(Jelani Nelson reports from Sublinear Algorithms 2011.)

It’s the first day of talks at the 2011 Bertinoro workshop on sublinear algorithms (titles and abstracts), about one hour’s drive southeast of Bologna, Italy. The day started off with some introductions. Everyone stated their name, affiliation, and often some of their research interests, while Amit Chakrabarti and Graham Cormode spiced up the routine by introducing each other.

Dana Ron gave the first talk: a survey talk on sublinear time algorithms for approximating graph parameters. She talked about estimating average degree, min-weight MST, vertex cover/max matching, and distance to various graph properties (like k-connectivity), and she considered various query models. The [Feige] algorithm for average degree estimation algorithm vaguely reminded me of the [Indyk, Woodruff] algorithm for estimating frequency moments: break up vertices (or coordinates) into groups based on how much they contribute to the statistic at hand, then estimate sizes of groups that “matter” (i.e., are big enough). They both even use sampling and argue that groups that matter survive the sampling and can be noticed. Feige gets a 2+\epsilon-approximation using degree queries. [Goldreich, Ron] gets a (1+\epsilon)-approximation using neighbor queries. Oddly enough, I’ve seen this Feige paper before, but for a totally different reason. There’s a disturbingly simple to state, but still open problem left in his paper which I once failed to solve with a friend one evening:

OPEN: If X_1,...,X_n are independent nonnegative random variables each with expectation 1, then what’s the largest constant c so that Pr[\sum_i X_i < n+1] \ge c? Feige proves c = 1/13 works, but he conjectures the right answer is 1/e.

The next talk was by Krzysztof Onak, who focused more on vertex cover (VC) and max-matching. He focused on getting a (2, \epsilon n)-approximation (i.e., output an answer between x-\epsilon n and 2x + \epsilon n, where x is the true answer). We assume queries ask for the ith neighbor of a vertex. [Parnas, Ron] got d^{O(d)\cdot \mathrm{poly}(1/\epsilon)} queries. [Nguyen, Onak] improved this to 2^{O(d)}/\epsilon^2, followed by d^4/\epsilon^2 [Yoshida, Yamamoto, Ito]. [Onak, Ron, Rosen, Rubinfeld] most recently got O(d/\epsilon^3), which is the optimal dependence on d. Krzysztof tells me the techniques can also give O(d^2/\epsilon^2). The idea for say, VC, is to first reduce to an oracle which can tell you whether any vertex v is inside a particular VC which is at most two times worse than the optimal one. With such an oracle, you can just sample and use the Hoeffding bound. The trick is then to implement the oracle, and various authors starting from Parnas-Ron designed have been designing and implementing slicker and slicker oracles.

OPEN: Is there a good (1,\epsilon n)-approximation for maximum matching? Right now the best bound is d^{O(1/\epsilon^2)} queries, but what about \mathrm{poly}(d/\epsilon)? How about \mathrm{poly}(1/\epsilon) for planar graphs?

_MATERIAL SUPPLIED_.
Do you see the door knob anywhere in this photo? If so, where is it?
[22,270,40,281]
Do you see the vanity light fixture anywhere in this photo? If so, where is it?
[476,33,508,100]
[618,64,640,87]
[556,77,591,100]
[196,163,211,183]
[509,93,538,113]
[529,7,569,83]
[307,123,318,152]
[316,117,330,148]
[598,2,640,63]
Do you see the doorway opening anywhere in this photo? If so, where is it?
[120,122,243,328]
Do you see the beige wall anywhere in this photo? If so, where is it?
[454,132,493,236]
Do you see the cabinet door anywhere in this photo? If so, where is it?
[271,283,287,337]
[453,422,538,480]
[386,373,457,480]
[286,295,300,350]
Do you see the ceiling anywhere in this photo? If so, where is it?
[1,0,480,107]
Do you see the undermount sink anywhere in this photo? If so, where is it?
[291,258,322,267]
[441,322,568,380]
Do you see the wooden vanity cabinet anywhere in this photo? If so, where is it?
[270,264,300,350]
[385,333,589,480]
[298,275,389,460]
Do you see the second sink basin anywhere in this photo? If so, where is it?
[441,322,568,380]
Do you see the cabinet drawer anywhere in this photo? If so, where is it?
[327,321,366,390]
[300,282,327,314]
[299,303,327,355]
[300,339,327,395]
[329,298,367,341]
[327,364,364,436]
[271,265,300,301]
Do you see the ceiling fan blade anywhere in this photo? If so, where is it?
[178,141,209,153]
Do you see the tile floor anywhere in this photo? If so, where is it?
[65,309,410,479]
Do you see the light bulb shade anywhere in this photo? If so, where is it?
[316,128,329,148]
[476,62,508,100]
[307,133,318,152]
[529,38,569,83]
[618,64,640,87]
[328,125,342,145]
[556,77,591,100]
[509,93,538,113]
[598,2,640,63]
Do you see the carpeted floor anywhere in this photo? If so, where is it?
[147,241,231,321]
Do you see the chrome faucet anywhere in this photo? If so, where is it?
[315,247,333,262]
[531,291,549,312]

_EXERCISES TO COMPLETE_.
- A) Answer these questions using the workshop report:
(i) Where is the workshop held, relative to Bologna?
(ii) What value of c does Feige prove works in the first open problem?
(iii) What query bound did Onak, Ron, Rosen, and Rubinfeld most recently obtain?
- B) List every citation that the workshop report gives in square brackets.
- C) Write the next paragraph of the workshop report, starting after its open problem on maximum matching.
The items were taken from a different source than the workshop report.

_FINAL ANSWERS_.
- A)
(i) About one hour's drive southeast of Bologna, Italy.
(ii) c = 1/13.
(iii) O(d/\epsilon^3).

- B)
[Feige]
[Indyk, Woodruff]
[Goldreich, Ron]
[Parnas, Ron]
[Nguyen, Onak]
[Yoshida, Yamamoto, Ito]
[Onak, Ron, Rosen, Rubinfeld]

- C)
Justin Romberg followed up with a survey on compressed sensing. The idea is to take few linear measurements, e.g., O(s\log(n/s)), of an n-dimensional vector x such that the best s-term approximation of x can be nearly recovered from the measurements. One of the defining papers of the field, by Candes, Romberg, and Tao, shows that such a thing is possible via “\ell_1 minimization” as long as the measurement matrix satisfies a certain restricted isometry property (“RIP”), i.e. it nearly preserves Euclidean norms of all sparse vectors. How does one get such matrices? [Baraniuk, Davenport, DeVore, Wakin] show that sampling from a “Johnson-Lindenstrauss” distribution gives RIP with high probability. And in fact, there’s a really neat paper by [Krahmer, Ward], following work by [Ailon, Liberty], that RIP matrices also give JL distributions so that there’s a near-equivalence; I’d even go as far as to say that [Krahmer, Ward] is my favorite paper of 2010. So, random Gaussian entries work, or even the Fast JL transform of [Ailon, Chazelle]. It also works to randomly subsample rows of the Fourier matrix, or take a random partial Toeplitz matrix, but then you need \mathrm{polylog}(n) measurements. Actually, the Toeplitz construction is really neat in that it’s “universal”: you get small error as long as the x is (near-)sparse in some basis, which you don’t need to know in advance.

OPEN: How do you check that a matrix satisfies RIP? Can we do away with RIP and get a computable guarantee for sparse recovery?

Next was Piotr Indyk, who gave a talk on adaptive compressed sensing (joint work with Eric Price and David Woodruff). The question is: if we can look at the output of previous measurements before deciding what to measure next, can we do better? It turns out that you can! Whereas [Do Ba, Indyk, Price, Woodruff] and [Foucart, Pajor, Rauhut, Ullrich] showed that \Omega(s\log(n/s)) is a lower bound in the non-adaptive setting, in the adaptive case it turns out O(s\log\log(n/s)) measurements is possible. In fact, only O(\log^{\#} s\log\log(n/s)) rounds of adaptiveness are required, where the # is yet-to-be-determined (\log^* is at least doable for now). The algorithm was nifty in that, as in other linear sketches, you do some hashing and random signs, but at some point you actually take what’s in some counters and round to the nearest integer. Kind of funky.

OPEN: Lower bounds? What if there’s noise after the measurements? And, deterministic schemes?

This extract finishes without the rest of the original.